[Given task]
Continue the article below on the Italian tile industry's rising costs, picking up right after its final sentence.

The Italian tile industry is weathering the “perfect storm”

From the uncertainties surrounding gas availability and prices to the race to replace Ukrainian raw materials. The Italian ceramic tile industry is facing the challenge of rising costs against the backdrop of a very buoyant market.

Ilaria Vesentini, MECS (Modena, Italy)

The West’s embargo on Russia is severely disrupting the flows of cheap gas needed to keep kilns running, while the destruction of all business activities and logistics flows in the Ukrainian region of Donbass has brought the best supplies of high-quality clays for Italian tile production literally to a standstill. Two million tonnes of raw materials a year were previously shipped from Mariupol to the port of Ravenna, meeting about a quarter of the Sassuolo district’s clay and kaolin needs. For the Italian ceramic industry, the outbreak of the conflict in Ukraine has proved to be the “perfect storm” in a situation that has been deteriorating since mid-2021 amid soaring energy costs (up fivefold in the space of a year) and ETS quotas (European CO2 emission certificates) which have now reached €100.

Giovanni Savorani

And yet the fears of a full-blown catastrophe that would force the industry to entirely halt production have proved unfounded. In March, 30 Italian ceramic companies had applied for redundancy funding for a total of 4,000 workers, but only a small portion of these were actually used because surging demand for Italian tiles prompted manufacturers to quickly restart their kilns to avoid losing market share, despite this placing a huge burden on their balance sheets and forcing them to postpone their margin analyses until next year.

“Not only are we all currently operating at full capacity, but we are also astonished at the response we have received from our customers. We haven’t lost a single order despite the 10-20% price increase we have had to apply in order to at least partly offset our higher costs,” says Confindustria Ceramica chairman Giovanni Savorani.

The Italian producers are even regaining competitiveness against their Spanish counterparts, who are now facing the same problems of skyrocketing bills and rationed clays but with average tile prices that are half those of the Italian producers (€7/sqm against €14/sqm), making it much more difficult for them to pass on the proportionately higher production costs downstream.

Confirmation that the market is performing far better than expected came at Coverings in Las Vegas in April, where the 100 Italian brands taking part in the show came home fully booked with orders.

Raw materials now sourced from India and Turkey

Following a frantic race against time, the tile producers managed to stave off the risk of raw material stocks running out.

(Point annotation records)
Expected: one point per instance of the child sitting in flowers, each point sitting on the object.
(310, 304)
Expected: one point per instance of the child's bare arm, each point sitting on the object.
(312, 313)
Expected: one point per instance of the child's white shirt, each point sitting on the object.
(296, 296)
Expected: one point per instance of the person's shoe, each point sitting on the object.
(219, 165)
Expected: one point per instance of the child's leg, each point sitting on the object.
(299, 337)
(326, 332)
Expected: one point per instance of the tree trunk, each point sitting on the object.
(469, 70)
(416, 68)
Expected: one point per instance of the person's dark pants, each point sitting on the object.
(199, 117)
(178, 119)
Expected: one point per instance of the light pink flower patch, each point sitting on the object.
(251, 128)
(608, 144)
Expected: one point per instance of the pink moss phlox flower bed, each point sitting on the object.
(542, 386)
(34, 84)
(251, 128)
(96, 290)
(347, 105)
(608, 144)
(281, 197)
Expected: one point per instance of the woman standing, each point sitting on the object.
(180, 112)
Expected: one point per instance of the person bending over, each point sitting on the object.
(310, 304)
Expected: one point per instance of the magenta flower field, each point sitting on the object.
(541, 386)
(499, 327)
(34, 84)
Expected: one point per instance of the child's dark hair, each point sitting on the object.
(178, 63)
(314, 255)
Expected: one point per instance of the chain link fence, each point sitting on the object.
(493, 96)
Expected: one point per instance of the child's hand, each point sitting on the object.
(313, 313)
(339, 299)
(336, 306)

[The answer]
Villiam Tioli

“The first Turkish ship loaded with clays, kaolins and feldspars to replace Ukrainian raw materials for mid-range production docked at the port of Ravenna in April, and four more are due to arrive by September. As for high-quality materials required for premium products such as porcelain slabs, the first shipload of raw materials has just left India and a second is already scheduled”,

says Villiam Tioli, Chairman of Fiorano Modenese-based company Caolino Panciera, the largest supplier of raw materials to the Sassuolo tile district, as well as owner of the ceramic company Zeus in Slavyansk in the Donbass region, which of course has now shut down.

Regardless of how long the Russia-Ukraine conflict continues, the Donbass blockade will not be resolved for a couple of years and the entire industry has begun the difficult task of diversifying its supply chains.

“Ukrainian clays will no longer be able to arrive because ports, bridges and railways have been destroyed and it will take time to rebuild them and return to normality,” explains Tioli. “In the meantime, the situation is far from simple,” he adds. “This is not just because Indian clays are far more expensive and the euro-dollar exchange rate is further driving up our costs, but also because Turkish producers and the government are beginning to react to the higher demand by imposing new export licences, rationing supplies and increasing prices.”

Gas price uncertainties

After reformulating body recipes based on the new raw materials in record time, the confidence felt in the Sassuolo district in recent weeks as a result of the sharp increase in orders is not sufficient to brighten up the long-term outlook.

Roberto Fabbri

“We have succeeded in finding clay in India with a similar level of quality to that of Ukraine, but it has cost us 40% more,” says Roberto Fabbri, chairman of the ABK group. “However, as long as the cost of natural gas remains below €1 per cubic metre, we can keep our margins out of negative territory. Problems would really start in the event of a complete ban on Russian gas imports, as we have calculated that this would result in a cost of €1.5 per cubic metre, an unsustainable level for an energy-intensive industry like ours and one that would have catastrophic consequences for the Sassuolo district. Russian gas will continue to be indispensable for another 6-7 months.”

ABK is working at full capacity despite price increases of 17% since November, partly due to the fact that it operates in the high end of the market and specialises in large slabs.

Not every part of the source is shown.